- _To be done_
1) Output the part of the WAN replication email thread from "On Tue, Jan" up to and including "ask for comments.".
2) List the full name of every person who appears in the WAN replication email thread.

- _Passage given_
On Tue, Jan 21, 2020 at 7:01 AM Alberto Bustamante Reyes
<alberto.bustamante.re...@est.tech> wrote:

> Hi,
>
> I have been implementing a possible solution for this issue, and although
> I have not finished yet, I would like to kindly ask for comments.
>
> I created some Helm charts to explain and reproduce the problem, if you
> are interested they are here:
> https://github.com/alb3rtobr/geode-cloudnative-wan-replication
>
> The solution consists on adding to ServerLocation the id of the member
> hosting the server, to allow to differentiate two or more gateway receivers
> with the same ip but that are in different locations. I verified that this
> change fixes the problem.
>
> After that, I have been working on fixing issues with the existing tests.
> In the meanwhile, it will be useful to get some feedback about the
> solution, specially if there are impacts I have not considered yet (maybe
> they are the reason for the failing tests Im currently working on).
>
> The code can be found on this PR:
> https://github.com/apache/geode/pull/4489
>
> Thanks in advance!
>
> Alberto B.
>
>
> ________________________________
> De: Anilkumar Gingade <aging...@pivotal.io>
> Enviado: viernes, 6 de diciembre de 2019 18:56
> Para: geode <dev@geode.apache.org>
> Cc: Charlie Black <cbl...@pivotal.io>
> Asunto: Re: WAN replication issue in cloud native environments
>
> Alberto,
>
> Can you please file a JIRA ticket for this. This could come up often as
> more and more deployments move to K8s.
>
> -Anil.
>
>
> On Fri, Dec 6, 2019 at 8:33 AM Sai Boorlagadda <sai.boorlaga...@gmail.com>
> wrote:
>
> > > if one gw receiver stops, the locator will publish to any remote
> locator
> > that there are no receivers up.
> >
> > I am not sure if locators proactively update remote locators about change
> > in receivers list rather I think the senders figures this out on
> connection
> > issues.
> > But I see the problem that local-site locators have only one member in
> the
> > list of receivers that they maintain as all receivers register with a
> > single <hostname:port> address.
> >
> > One idea I had earlier is to statically set receivers list to locators
> > (just like remote-locators property) which are exchanged with gw-senders.
> > This way we can introduce a boolean flag to turn off wan discovery and
> use
> > the statically configured addresses. This can be also useful for
> > remote-locators if they are behind a service.

Recorded data
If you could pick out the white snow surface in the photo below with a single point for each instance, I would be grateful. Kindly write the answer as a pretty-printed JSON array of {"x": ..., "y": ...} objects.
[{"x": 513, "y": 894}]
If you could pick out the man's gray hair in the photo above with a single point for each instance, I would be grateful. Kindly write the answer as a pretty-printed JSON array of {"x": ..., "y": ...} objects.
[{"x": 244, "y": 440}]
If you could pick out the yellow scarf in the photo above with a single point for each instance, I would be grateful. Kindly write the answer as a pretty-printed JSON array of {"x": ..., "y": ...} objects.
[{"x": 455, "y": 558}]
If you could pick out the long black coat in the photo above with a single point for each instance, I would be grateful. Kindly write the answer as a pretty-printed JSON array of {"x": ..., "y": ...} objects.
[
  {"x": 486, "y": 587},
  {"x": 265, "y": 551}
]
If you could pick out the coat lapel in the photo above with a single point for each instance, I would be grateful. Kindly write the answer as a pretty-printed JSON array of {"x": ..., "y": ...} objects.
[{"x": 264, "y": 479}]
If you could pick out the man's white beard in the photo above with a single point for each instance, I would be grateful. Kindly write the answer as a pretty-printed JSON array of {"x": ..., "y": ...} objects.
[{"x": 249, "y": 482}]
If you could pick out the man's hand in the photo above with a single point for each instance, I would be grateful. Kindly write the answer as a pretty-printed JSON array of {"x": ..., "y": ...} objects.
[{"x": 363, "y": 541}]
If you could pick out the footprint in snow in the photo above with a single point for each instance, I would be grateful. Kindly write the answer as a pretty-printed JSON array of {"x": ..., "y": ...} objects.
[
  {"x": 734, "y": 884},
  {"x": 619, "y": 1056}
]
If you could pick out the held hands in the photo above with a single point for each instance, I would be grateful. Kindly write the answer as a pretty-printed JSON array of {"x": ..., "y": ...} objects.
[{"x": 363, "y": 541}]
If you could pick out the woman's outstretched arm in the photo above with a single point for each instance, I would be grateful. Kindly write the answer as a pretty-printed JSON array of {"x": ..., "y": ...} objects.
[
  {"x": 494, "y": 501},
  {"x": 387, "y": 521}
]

- _Answers to the exercises_
1)
On Tue, Jan 21, 2020 at 7:01 AM Alberto Bustamante Reyes
<alberto.bustamante.re...@est.tech> wrote:

> Hi,
>
> I have been implementing a possible solution for this issue, and although
> I have not finished yet, I would like to kindly ask for comments.

2)
Alberto Bustamante Reyes
Anilkumar Gingade
Charlie Black
Sai Boorlagadda